_Task goal:_ Please rewrite the paragraph in the Spark tutorial excerpt that begins "Next, we will perform" as a short list that keeps its main facts.

_Extract to read:_
+===+

Now we can populate drivermileageSchema with our CSV files residing in HDFS

%spark2
val drivermileageDataFrame = spark.read.format("csv").option("header", "true").schema(drivermileageSchema)load("hdfs:///tmp/data/drivermileage.csv")

Finally, let’s create a temporary view

%spark2
drivermileageDataFrame.createOrReplaceTempView("drivermileage")

We can use SparkSession and SQL to query drivermileage

%spark2
hiveContext.sql("SELECT * FROM drivermileage LIMIT 15").show()

select-csv-from-driverm

Query Tables To Build Spark RDD

We will do a simple select query to fetch data from geolocation and drivermileage tables to a spark variable. Getting data into Spark this way also allows to copy table schema to RDD.

%spark2
val geolocation_temp0 = hiveContext.sql("SELECT * FROM geolocation")
val drivermileage_temp0 = hiveContext.sql("SELECT * FROM drivermileage")

Now let’s register temporary global tables from our dataFrames and use SQL syntax to query against that table.

%spark2
geolocation_temp0.createOrReplaceTempView("geolocation_temp0")
drivermileage_temp0.createOrReplaceTempView("drivermileage_temp0")

hiveContext.sql("SHOW TABLES").show()

another-way-to-make-rdd

Querying Against Registered Temporary Tables

Next, we will perform an iteration and a filter operation. First, we need to filter drivers that have non-normal events associated with them and then count the number for non-normal events for each driver.

%spark2
val geolocation_temp1 = hiveContext.sql("SELECT driverid, COUNT(driverid) occurance from geolocation_temp0 WHERE event!='normal' GROUP BY driverid")
/**
 * Show RDD
 */
geolocation_temp1.show(10)

filter-abnormal-events

  • As stated earlier about RDD transformations, select operation is a RDD transformation and therefore does not return anything.

  • The resulting table will have a count of total non-normal events associated with each driver. Register this filtered table as a temporary table so that subsequent SQL queries can be applied to it.

%spark2
geolocation_temp1.createOrReplaceTempView("geolocation_temp1")
hiveContext.sql("SHOW TABLES").show()

filtered-table

  • You can view the result by executing an action operation on the temporary view.
%spark2
hiveContext.sql("SELECT * FROM geolocation_temp1 LIMIT 15").show()

view-operation

Perform join Operation

In this section we will perform a join operation geolocation_temp1 table has details of drivers and count of their respective non-normal events. drivermileage_temp0 table has details of total miles travelled by each driver.

  • We will join two tables on common column, which in our case is driverid.
%spark2
val joined = hiveContext.sql("select a.driverid,a.occurance,b.totmiles from geolocation_temp1 a,drivermileage_temp0 b where a.driverid=b.driverid")

+===+

Object pointing dataset rows
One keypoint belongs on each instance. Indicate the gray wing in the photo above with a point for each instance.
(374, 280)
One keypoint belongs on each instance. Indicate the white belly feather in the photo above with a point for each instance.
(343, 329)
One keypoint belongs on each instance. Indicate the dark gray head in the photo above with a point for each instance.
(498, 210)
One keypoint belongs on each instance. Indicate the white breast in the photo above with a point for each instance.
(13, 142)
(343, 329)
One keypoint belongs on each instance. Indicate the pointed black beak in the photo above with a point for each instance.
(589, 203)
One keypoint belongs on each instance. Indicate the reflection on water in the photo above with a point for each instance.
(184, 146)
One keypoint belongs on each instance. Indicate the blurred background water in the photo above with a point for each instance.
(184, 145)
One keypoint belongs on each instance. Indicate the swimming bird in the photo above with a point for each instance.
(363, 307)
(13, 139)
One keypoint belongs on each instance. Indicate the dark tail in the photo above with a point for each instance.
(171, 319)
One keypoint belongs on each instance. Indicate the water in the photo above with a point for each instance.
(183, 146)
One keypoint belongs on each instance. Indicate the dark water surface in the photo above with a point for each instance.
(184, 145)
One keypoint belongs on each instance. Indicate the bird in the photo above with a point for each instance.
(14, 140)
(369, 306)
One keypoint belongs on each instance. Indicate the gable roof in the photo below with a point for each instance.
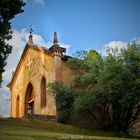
(31, 46)
(23, 56)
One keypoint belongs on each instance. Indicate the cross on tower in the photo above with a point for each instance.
(29, 63)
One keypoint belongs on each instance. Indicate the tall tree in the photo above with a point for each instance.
(8, 10)
(109, 88)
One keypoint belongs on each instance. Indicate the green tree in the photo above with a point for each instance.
(119, 81)
(8, 10)
(109, 88)
(64, 96)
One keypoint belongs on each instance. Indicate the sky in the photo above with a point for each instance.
(80, 24)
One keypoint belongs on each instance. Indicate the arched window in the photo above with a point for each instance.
(43, 92)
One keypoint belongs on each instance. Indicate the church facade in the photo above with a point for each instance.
(37, 67)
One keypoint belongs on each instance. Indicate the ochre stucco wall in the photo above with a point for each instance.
(41, 65)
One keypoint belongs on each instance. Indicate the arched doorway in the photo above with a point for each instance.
(17, 106)
(29, 100)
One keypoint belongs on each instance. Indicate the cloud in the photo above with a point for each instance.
(118, 45)
(18, 41)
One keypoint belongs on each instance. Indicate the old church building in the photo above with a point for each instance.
(37, 67)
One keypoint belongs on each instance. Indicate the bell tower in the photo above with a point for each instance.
(57, 53)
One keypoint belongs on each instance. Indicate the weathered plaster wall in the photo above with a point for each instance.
(36, 65)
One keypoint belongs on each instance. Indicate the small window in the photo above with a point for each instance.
(43, 92)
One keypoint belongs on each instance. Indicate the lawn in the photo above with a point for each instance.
(24, 129)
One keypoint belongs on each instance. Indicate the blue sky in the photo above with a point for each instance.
(81, 24)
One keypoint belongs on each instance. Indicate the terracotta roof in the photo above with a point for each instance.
(35, 47)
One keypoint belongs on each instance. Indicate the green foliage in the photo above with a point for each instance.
(109, 88)
(64, 100)
(8, 10)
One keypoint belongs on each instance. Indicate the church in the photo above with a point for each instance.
(37, 67)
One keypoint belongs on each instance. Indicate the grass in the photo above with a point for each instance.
(24, 129)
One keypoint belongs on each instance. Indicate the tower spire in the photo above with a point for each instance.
(31, 36)
(55, 39)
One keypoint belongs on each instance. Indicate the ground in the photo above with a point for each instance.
(24, 129)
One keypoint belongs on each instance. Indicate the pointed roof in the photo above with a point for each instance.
(55, 39)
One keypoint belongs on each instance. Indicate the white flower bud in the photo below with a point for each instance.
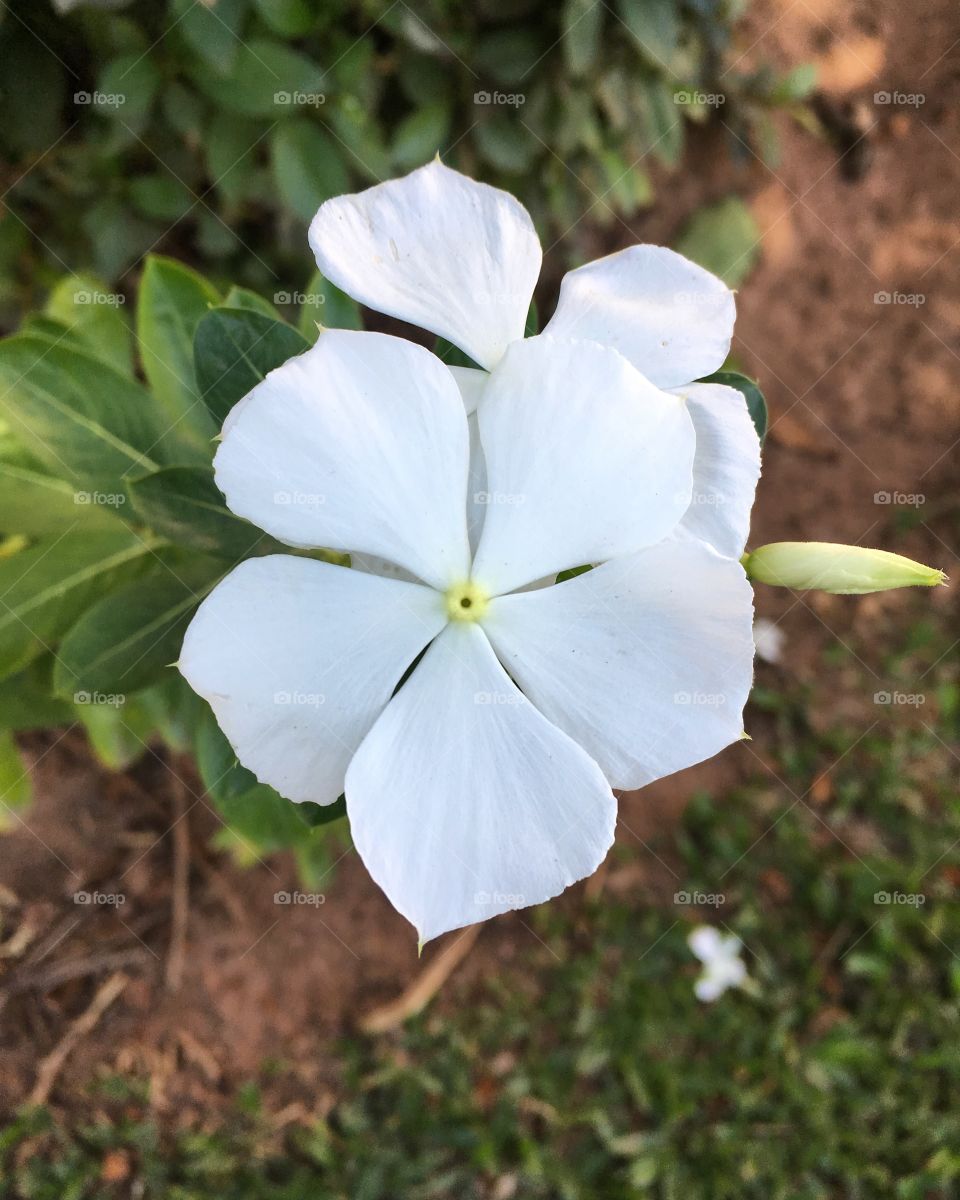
(829, 567)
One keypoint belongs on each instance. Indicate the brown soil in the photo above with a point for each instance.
(863, 400)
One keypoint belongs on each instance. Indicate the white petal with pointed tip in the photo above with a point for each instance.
(298, 659)
(726, 467)
(359, 444)
(465, 802)
(646, 661)
(471, 383)
(670, 317)
(586, 461)
(438, 250)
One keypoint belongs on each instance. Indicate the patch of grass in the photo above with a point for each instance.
(589, 1069)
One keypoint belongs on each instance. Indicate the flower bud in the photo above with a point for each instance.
(829, 567)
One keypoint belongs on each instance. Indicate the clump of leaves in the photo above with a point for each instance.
(216, 129)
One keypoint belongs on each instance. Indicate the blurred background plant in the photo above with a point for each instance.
(213, 130)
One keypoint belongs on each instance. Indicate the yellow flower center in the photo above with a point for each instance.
(466, 601)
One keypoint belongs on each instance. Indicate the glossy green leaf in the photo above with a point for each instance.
(582, 24)
(234, 348)
(185, 505)
(288, 18)
(265, 79)
(221, 774)
(754, 396)
(34, 503)
(16, 790)
(213, 29)
(96, 317)
(47, 587)
(127, 87)
(79, 418)
(172, 301)
(243, 298)
(27, 700)
(324, 304)
(420, 136)
(724, 238)
(129, 639)
(307, 166)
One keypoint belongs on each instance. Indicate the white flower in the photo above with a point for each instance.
(723, 965)
(485, 781)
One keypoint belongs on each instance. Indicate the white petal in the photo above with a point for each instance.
(471, 383)
(670, 317)
(359, 444)
(646, 661)
(705, 941)
(438, 250)
(586, 460)
(726, 467)
(477, 485)
(298, 658)
(465, 802)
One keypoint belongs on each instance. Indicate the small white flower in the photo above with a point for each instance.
(768, 639)
(580, 450)
(723, 965)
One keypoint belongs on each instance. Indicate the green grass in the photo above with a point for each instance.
(588, 1068)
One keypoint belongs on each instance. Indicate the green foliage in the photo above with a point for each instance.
(575, 1061)
(115, 529)
(214, 131)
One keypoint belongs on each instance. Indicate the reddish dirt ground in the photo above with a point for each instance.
(863, 400)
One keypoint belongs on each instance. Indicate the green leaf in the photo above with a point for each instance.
(264, 81)
(27, 700)
(234, 348)
(79, 418)
(232, 147)
(796, 85)
(581, 23)
(420, 136)
(221, 774)
(16, 790)
(161, 196)
(211, 28)
(655, 29)
(185, 505)
(127, 87)
(35, 503)
(130, 637)
(289, 18)
(505, 144)
(307, 166)
(756, 403)
(508, 55)
(118, 732)
(324, 304)
(94, 315)
(724, 238)
(243, 298)
(172, 301)
(47, 587)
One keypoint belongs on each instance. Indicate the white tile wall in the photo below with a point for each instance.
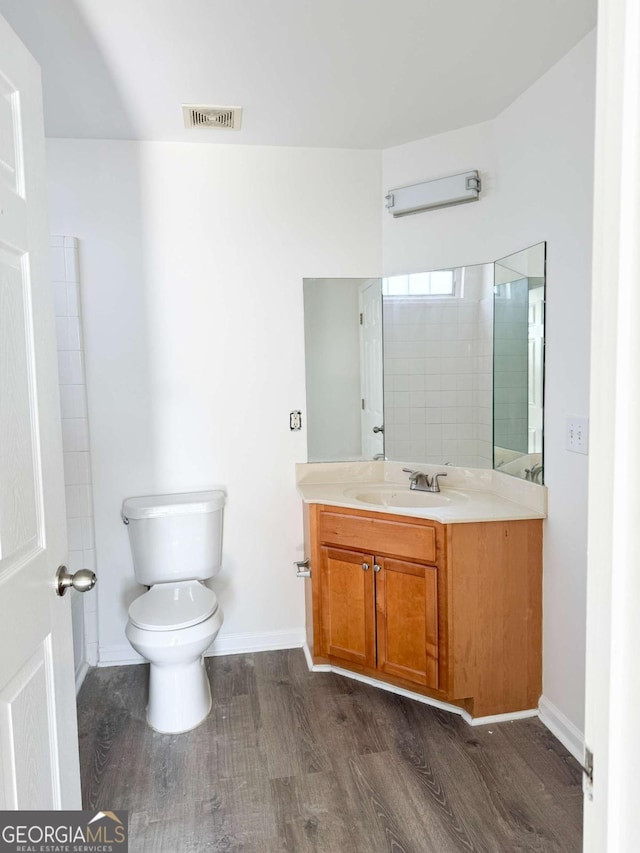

+===+

_The completed task:_
- Two operations are performed: an iteration and a filter.
- First, drivers that have non-normal events associated with them are filtered.
- Then the number of non-normal events is counted for each driver.